*Work instructions*
Reproduce each of the records below line for line, changing nothing.
— begin Records supplied —
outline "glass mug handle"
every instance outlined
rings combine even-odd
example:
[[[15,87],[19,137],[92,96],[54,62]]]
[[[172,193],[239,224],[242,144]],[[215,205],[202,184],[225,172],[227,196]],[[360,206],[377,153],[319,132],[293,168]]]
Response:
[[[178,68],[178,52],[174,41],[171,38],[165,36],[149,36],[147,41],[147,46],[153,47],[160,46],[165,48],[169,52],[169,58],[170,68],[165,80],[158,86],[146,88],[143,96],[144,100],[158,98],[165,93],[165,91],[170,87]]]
— end Records supplied —
*Exercise output*
outline "glass mug handle"
every instance outlined
rings combine even-odd
example:
[[[15,87],[19,137],[92,96],[54,62]]]
[[[172,193],[239,224],[242,144]],[[215,205],[202,184],[225,172],[227,196]],[[360,206],[377,153],[319,132],[293,168]]]
Response:
[[[178,68],[178,52],[174,41],[171,38],[165,36],[149,36],[147,41],[147,46],[153,47],[160,46],[165,48],[169,52],[169,58],[170,68],[165,80],[158,86],[146,88],[143,96],[144,100],[158,98],[165,93],[165,91],[170,87]]]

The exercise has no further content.